### Texto de origen
--
29/2015
LIDERAZGOS COOPERANTES SIN UNICATOS EXCLUYENTES
En una proyección
evolutiva de las instituciones civiles y sociales bajo el control ciudadano del
poder, los llamados liderazgos únicos son extemporáneos y terminan mal. En
rigor, son unicatos, jefaturas cerradas y aisladas en su círculo incondicional,
porque el verdadero liderazgo, por la complejidad del mundo contemporáneo,
demanda diálogo, apertura y voluntad de concertar con transparencia.
Una decisión
manifiesta de acordar posiciones afines, con la mayor cantidad de fuerzas, sea
en un gobierno de coalición, o en un frente nacional, porque nadie puede
conducir solo, ni tampoco prescindir de ningún sector que quiera participar de
la solución de los problemas pendientes. Éstos necesitan, en el campo político
y técnico, el concurso de conocimientos, habilidades y experiencias diferentes
que pueden complementarse en un plan compartido.
--
### Extractos de datos

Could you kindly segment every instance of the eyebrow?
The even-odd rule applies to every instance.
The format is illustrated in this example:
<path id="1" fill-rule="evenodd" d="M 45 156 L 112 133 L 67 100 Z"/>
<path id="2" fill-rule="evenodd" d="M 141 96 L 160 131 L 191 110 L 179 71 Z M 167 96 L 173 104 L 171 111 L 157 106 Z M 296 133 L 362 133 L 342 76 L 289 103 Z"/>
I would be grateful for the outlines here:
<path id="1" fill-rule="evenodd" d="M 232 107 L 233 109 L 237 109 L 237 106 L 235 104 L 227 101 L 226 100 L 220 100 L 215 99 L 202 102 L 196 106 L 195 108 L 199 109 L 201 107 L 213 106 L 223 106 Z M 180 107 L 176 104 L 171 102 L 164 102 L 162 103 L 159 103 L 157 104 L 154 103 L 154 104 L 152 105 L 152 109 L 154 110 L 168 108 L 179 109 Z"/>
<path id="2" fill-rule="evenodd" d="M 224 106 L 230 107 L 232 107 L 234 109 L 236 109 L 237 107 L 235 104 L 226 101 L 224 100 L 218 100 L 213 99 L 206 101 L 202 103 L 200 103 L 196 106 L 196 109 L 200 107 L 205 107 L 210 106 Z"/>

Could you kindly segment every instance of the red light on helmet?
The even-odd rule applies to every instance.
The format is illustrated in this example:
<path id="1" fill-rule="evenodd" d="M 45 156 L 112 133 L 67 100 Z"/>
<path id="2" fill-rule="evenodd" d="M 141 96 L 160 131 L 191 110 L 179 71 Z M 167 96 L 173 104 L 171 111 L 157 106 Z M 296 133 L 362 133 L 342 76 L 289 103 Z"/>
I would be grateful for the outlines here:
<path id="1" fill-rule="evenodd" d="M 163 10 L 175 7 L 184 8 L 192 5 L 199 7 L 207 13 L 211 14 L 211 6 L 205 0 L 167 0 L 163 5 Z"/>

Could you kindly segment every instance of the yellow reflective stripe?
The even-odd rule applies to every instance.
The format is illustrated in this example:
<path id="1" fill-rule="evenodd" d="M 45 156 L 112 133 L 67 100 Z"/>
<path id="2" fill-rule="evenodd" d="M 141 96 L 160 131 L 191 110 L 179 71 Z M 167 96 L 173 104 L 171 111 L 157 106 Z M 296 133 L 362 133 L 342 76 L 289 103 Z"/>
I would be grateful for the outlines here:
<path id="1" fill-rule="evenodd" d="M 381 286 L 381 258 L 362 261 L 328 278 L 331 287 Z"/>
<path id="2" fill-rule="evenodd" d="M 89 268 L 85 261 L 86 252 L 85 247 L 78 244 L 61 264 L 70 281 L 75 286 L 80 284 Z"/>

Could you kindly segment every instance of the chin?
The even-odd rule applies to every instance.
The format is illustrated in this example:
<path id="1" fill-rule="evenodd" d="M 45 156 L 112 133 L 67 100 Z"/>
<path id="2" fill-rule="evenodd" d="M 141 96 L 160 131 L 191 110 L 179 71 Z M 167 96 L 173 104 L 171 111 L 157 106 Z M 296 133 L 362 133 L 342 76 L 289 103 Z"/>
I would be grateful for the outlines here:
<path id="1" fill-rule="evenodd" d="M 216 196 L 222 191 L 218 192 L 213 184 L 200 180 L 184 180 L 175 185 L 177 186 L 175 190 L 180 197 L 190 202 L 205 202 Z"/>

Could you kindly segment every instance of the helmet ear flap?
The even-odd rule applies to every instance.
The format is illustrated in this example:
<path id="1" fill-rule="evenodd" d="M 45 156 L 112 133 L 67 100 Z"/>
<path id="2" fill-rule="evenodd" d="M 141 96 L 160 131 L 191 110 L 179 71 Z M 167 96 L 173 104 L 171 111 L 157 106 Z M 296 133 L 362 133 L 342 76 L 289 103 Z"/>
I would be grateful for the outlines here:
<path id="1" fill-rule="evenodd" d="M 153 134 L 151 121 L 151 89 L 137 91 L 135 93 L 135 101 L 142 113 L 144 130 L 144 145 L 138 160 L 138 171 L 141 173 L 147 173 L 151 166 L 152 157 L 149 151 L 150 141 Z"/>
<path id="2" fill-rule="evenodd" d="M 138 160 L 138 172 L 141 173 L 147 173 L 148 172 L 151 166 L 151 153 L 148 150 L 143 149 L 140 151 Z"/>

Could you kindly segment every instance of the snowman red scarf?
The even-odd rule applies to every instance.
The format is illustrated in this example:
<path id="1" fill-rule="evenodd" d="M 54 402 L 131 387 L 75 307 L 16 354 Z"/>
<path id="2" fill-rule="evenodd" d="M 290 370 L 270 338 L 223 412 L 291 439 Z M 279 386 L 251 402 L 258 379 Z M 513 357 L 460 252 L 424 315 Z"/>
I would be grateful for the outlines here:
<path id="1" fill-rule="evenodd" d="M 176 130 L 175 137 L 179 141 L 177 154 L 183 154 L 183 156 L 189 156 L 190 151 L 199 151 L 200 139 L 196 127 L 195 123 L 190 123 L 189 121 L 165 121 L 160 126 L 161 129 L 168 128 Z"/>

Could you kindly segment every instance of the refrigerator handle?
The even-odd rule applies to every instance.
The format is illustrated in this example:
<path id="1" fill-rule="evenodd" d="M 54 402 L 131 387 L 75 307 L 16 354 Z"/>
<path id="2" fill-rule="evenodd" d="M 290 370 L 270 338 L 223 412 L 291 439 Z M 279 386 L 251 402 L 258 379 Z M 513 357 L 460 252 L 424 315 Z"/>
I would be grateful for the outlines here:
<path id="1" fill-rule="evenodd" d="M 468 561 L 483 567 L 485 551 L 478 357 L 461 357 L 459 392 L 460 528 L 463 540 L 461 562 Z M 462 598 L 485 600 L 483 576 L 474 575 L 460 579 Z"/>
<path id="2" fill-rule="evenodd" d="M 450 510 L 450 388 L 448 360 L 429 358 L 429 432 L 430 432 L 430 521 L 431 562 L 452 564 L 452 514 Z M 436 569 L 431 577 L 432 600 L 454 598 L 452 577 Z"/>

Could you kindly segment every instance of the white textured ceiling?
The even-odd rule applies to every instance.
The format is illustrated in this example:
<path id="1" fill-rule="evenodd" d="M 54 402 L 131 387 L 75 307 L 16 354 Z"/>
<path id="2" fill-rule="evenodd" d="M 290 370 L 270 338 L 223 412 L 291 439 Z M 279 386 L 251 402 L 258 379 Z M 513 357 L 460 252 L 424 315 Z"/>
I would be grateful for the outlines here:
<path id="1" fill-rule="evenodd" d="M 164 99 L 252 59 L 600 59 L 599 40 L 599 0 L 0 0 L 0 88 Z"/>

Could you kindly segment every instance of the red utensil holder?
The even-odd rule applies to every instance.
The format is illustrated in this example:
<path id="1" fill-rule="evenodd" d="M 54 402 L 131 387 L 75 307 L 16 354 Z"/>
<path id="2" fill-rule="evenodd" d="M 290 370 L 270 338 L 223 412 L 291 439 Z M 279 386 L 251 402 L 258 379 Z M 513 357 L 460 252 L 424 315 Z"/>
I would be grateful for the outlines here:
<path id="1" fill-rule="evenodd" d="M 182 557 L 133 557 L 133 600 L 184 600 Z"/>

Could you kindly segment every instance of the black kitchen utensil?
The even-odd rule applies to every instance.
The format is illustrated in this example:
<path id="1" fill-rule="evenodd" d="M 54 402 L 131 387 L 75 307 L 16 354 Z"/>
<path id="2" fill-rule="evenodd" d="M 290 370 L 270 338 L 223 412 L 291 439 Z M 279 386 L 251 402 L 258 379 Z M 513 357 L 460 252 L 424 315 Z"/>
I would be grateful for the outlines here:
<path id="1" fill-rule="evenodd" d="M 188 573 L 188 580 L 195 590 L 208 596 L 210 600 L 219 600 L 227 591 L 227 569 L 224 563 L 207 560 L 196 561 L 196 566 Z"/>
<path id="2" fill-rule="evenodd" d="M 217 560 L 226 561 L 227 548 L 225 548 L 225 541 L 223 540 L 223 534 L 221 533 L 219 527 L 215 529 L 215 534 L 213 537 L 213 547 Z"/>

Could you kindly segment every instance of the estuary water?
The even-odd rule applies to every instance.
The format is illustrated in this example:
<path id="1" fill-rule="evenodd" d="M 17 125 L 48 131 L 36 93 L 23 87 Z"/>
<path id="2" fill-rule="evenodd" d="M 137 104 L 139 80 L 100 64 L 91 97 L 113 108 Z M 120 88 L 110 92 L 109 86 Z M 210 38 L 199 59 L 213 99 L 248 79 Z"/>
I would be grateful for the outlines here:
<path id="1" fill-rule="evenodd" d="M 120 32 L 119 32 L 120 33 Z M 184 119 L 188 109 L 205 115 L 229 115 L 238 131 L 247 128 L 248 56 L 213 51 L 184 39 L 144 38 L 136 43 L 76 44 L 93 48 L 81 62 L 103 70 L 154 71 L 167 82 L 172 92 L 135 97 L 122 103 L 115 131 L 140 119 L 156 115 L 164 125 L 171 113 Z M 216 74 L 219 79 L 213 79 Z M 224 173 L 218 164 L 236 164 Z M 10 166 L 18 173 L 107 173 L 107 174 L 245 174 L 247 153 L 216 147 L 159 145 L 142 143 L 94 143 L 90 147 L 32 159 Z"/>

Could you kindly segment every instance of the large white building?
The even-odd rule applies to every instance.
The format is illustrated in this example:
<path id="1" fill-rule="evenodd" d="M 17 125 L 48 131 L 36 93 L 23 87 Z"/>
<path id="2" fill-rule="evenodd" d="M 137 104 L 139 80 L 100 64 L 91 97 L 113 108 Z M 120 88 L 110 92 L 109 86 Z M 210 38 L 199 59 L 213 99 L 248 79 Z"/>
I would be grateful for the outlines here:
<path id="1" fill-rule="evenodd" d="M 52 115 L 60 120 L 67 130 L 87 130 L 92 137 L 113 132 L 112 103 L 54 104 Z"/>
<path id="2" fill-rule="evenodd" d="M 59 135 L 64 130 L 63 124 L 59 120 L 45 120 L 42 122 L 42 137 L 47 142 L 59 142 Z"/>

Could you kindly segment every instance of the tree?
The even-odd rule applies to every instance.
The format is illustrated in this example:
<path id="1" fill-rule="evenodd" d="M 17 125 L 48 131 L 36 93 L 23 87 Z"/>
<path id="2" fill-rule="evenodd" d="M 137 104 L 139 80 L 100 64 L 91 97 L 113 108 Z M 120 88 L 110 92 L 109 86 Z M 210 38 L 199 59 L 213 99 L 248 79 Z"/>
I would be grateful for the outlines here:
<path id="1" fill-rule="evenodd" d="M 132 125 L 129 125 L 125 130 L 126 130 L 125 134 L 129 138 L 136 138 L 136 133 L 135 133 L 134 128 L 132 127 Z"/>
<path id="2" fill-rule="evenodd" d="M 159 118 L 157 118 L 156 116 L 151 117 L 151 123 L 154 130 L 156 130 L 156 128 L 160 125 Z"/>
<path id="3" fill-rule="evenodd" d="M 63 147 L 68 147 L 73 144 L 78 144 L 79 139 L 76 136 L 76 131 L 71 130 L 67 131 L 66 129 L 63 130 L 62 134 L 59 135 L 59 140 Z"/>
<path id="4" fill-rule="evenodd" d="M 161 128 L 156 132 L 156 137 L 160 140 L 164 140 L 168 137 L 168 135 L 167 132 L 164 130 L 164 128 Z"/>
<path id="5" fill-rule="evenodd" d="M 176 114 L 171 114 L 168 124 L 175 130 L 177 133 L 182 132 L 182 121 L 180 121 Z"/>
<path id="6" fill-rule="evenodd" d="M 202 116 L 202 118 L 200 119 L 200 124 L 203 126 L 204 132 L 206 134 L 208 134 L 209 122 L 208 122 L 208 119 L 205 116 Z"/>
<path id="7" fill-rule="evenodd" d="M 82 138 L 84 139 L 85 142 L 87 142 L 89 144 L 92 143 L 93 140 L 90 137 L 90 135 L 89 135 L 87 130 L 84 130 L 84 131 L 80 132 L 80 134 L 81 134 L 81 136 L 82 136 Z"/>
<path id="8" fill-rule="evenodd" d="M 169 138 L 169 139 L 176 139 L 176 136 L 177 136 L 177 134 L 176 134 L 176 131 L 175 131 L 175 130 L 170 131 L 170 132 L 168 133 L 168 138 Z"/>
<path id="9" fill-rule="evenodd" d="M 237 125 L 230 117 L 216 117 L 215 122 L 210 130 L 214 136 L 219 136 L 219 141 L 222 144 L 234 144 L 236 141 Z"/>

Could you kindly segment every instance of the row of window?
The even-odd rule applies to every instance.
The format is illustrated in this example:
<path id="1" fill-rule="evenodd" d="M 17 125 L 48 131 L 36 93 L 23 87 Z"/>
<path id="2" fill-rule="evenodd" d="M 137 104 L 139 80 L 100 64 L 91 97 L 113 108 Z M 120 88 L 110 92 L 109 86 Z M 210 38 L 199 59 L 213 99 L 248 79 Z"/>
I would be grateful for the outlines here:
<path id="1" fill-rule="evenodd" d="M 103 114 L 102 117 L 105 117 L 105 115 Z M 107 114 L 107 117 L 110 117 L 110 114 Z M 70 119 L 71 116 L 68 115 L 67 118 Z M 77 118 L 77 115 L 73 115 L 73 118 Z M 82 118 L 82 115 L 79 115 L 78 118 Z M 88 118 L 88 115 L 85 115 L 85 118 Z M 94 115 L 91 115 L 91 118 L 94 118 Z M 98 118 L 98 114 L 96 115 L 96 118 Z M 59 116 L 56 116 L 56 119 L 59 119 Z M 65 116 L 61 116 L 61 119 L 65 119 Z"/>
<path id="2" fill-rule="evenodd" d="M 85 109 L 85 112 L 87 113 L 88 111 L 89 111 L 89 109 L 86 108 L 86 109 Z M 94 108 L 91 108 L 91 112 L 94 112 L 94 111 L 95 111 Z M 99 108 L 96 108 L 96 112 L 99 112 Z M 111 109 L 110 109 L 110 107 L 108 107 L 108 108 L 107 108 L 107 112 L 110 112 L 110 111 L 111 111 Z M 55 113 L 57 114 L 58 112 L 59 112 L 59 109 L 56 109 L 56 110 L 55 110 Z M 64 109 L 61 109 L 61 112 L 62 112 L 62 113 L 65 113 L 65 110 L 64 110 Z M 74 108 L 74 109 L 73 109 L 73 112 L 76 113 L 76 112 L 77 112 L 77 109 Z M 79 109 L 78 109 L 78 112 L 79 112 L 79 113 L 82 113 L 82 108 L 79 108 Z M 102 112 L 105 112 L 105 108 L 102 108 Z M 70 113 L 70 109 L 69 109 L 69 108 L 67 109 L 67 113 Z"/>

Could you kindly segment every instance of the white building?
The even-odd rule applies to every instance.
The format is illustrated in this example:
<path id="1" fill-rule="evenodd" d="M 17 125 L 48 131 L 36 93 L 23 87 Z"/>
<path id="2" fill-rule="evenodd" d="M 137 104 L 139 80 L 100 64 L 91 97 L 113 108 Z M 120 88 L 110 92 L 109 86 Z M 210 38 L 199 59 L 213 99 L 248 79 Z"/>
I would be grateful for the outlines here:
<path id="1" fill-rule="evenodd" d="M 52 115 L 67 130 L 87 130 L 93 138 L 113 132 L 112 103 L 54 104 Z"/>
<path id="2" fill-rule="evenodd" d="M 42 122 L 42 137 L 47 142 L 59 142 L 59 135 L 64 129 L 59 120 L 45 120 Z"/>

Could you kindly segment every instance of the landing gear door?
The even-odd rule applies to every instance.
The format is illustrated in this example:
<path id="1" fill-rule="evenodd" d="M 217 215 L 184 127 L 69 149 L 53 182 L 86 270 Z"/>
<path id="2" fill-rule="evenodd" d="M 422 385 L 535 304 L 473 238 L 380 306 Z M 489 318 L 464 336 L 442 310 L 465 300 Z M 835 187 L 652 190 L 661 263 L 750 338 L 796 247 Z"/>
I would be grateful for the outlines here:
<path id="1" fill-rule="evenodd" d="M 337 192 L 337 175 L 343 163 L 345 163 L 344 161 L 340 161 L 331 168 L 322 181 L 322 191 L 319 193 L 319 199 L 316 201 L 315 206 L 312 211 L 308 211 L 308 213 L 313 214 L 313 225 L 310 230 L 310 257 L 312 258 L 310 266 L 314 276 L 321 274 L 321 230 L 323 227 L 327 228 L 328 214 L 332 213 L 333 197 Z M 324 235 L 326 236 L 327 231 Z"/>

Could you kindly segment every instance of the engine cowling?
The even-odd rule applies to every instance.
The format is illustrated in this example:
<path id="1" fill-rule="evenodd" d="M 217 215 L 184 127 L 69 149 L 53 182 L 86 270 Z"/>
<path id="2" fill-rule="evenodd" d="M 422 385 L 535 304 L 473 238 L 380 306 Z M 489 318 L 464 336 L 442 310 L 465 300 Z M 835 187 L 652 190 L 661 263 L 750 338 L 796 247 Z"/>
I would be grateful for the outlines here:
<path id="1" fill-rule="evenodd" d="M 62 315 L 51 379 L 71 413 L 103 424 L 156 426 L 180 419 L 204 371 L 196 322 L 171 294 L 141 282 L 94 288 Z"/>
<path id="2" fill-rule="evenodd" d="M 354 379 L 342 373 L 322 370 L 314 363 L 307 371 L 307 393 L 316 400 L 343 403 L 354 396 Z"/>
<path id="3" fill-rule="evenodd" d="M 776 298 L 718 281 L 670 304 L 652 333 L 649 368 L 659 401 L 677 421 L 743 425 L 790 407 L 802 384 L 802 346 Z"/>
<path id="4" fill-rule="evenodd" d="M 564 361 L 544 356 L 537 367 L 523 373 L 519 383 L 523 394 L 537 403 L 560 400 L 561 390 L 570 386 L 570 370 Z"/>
--
### Tarea a resolver
Según el texto sobre el liderazgo, ¿qué demanda el verdadero liderazgo? Los datos no tienen relación con el texto sobre el liderazgo.

### Respuesta
Diálogo, apertura y voluntad de concertar con transparencia.